> [Task requirements] Copy every line of the records below word for word, leaving out the pictures.

___ Information given

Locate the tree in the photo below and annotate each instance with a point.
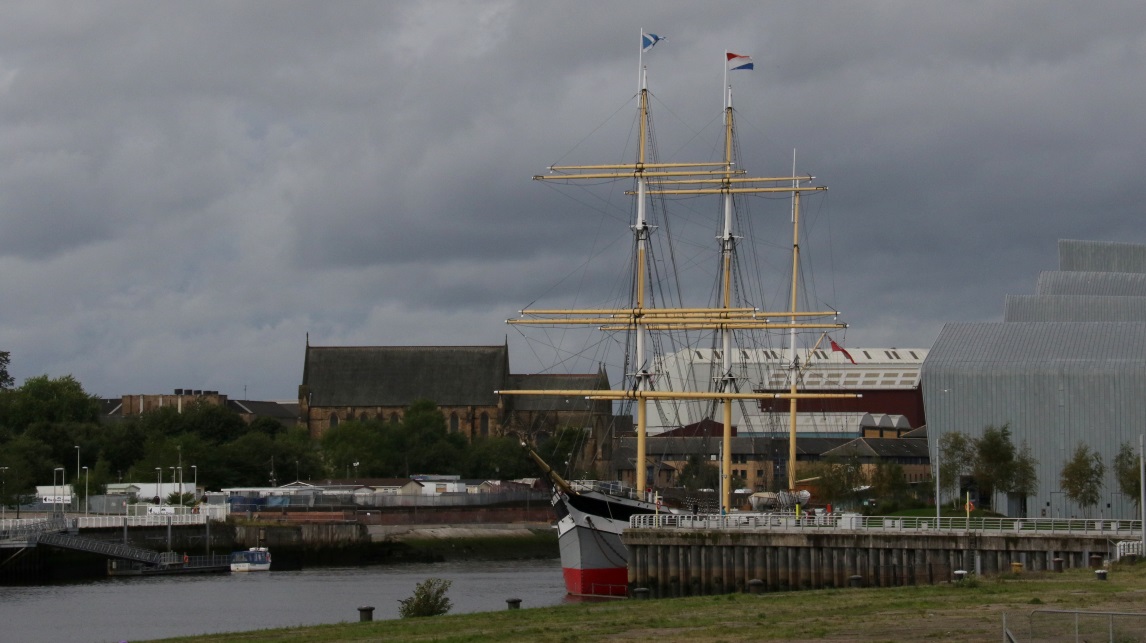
(1025, 480)
(497, 457)
(956, 455)
(698, 473)
(1082, 476)
(994, 465)
(6, 381)
(42, 399)
(429, 600)
(1128, 471)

______

> [Reply to the task]
Locate the tree in the photo below and annotate each instance with a point.
(1025, 480)
(497, 457)
(956, 455)
(698, 473)
(1082, 476)
(994, 465)
(6, 381)
(42, 399)
(429, 600)
(1128, 471)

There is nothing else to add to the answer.